## PROBLEM
Do these statements agree with the workspace garden article below? (a) Colonial Group is the parent company of CG Atlantic. (b) Only managers may take produce from the office garden. (c) Gardening is called purely a physical activity. Answer yes or no for each and quote the deciding words.

## PAGE TEXT
Health & WellnessLifestyles

Changing the mindset

CG Atlantic Zest Wellness through its workspace garden aims to change the way food is conceptualized by staff and foster an appreciation for homegrown produce

The benefits of backyard gardening can mean an improvement in health, with the consumption of more fresh fruits and vegetables; you can save money on groceries; get in some outdoor exercise as gardening is a physical activity as well as mental exercise; and it is a natural stress reliever as being outside in the fresh air and sunshine can improve a person’s mood and they can feel a sense of accomplishment at the success they achieve in growing their own produce.

Then, there’s also the fact that there is no comparison between the taste of a garden-fresh fruit or vegetable grown in your backyard to the one purchased at the grocery store. While growing your own produce can seem overwhelming, at Colonial Group, the parent company of CG Atlantic, they impress upon staff the beneficial takeaways of backyard gardening, and through its Zest Wellness Garden Society, have led the way in standing behind their beliefs with a backyard garden at their office from which all members of staff are able to avail themselves of the fresh produce grown during harvest time.

## LISTED RECORDS
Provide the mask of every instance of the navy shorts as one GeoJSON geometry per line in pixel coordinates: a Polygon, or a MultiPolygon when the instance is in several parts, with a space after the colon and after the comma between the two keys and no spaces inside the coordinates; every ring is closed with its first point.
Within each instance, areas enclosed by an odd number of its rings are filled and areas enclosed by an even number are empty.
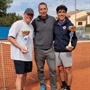
{"type": "Polygon", "coordinates": [[[24,74],[32,71],[32,61],[18,61],[14,60],[16,74],[24,74]]]}

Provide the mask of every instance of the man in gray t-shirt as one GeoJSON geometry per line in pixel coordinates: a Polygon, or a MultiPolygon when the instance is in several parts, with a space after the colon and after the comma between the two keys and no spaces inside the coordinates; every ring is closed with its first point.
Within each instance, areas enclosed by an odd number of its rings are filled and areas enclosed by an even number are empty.
{"type": "Polygon", "coordinates": [[[34,12],[27,8],[23,20],[16,21],[10,28],[11,59],[14,60],[16,90],[23,90],[26,76],[32,71],[33,26],[30,24],[34,12]]]}
{"type": "Polygon", "coordinates": [[[40,3],[38,6],[39,14],[33,20],[34,27],[34,51],[35,61],[38,69],[38,78],[40,81],[40,90],[46,90],[44,64],[47,61],[50,70],[50,85],[51,90],[56,90],[56,70],[55,70],[55,55],[52,48],[53,43],[53,26],[55,18],[47,15],[46,3],[40,3]]]}

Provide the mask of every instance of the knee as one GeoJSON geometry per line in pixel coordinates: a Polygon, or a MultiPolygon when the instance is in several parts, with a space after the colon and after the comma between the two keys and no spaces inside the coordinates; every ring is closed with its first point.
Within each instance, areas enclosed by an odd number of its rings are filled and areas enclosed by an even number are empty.
{"type": "Polygon", "coordinates": [[[22,80],[23,79],[23,75],[17,75],[17,78],[22,80]]]}
{"type": "Polygon", "coordinates": [[[72,72],[72,70],[71,70],[70,67],[69,67],[69,68],[66,68],[65,70],[66,70],[66,73],[67,73],[67,74],[70,74],[70,73],[72,72]]]}
{"type": "Polygon", "coordinates": [[[59,69],[60,72],[64,72],[64,67],[63,66],[58,67],[58,69],[59,69]]]}

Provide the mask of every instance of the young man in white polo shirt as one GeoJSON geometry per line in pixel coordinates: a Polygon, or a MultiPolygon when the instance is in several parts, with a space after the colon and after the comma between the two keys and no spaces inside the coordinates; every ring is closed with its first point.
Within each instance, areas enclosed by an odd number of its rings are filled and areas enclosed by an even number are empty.
{"type": "Polygon", "coordinates": [[[27,8],[23,20],[16,21],[10,28],[8,40],[11,42],[11,59],[14,60],[16,90],[23,90],[26,75],[32,71],[33,26],[30,24],[34,11],[27,8]]]}

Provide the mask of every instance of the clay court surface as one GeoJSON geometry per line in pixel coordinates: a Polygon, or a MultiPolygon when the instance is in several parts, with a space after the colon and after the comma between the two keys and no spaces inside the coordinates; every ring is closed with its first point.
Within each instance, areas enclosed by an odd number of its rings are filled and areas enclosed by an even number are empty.
{"type": "MultiPolygon", "coordinates": [[[[73,81],[71,90],[90,90],[90,41],[80,41],[77,44],[73,54],[73,81]]],[[[50,90],[49,71],[45,64],[45,76],[47,90],[50,90]]],[[[0,90],[15,90],[15,72],[13,61],[10,59],[10,44],[7,41],[0,43],[0,90]],[[3,64],[2,64],[3,63],[3,64]]],[[[57,70],[57,87],[60,88],[61,83],[57,70]]],[[[39,90],[39,82],[37,78],[37,69],[34,62],[33,54],[33,71],[28,73],[25,90],[39,90]]]]}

## COMPLETED TASK
(a) Yes: "at Colonial Group, the parent company of CG Atlantic"
(b) No: "all members of staff are able to avail themselves of the fresh produce grown during harvest time"
(c) No: "gardening is a physical activity as well as mental exercise"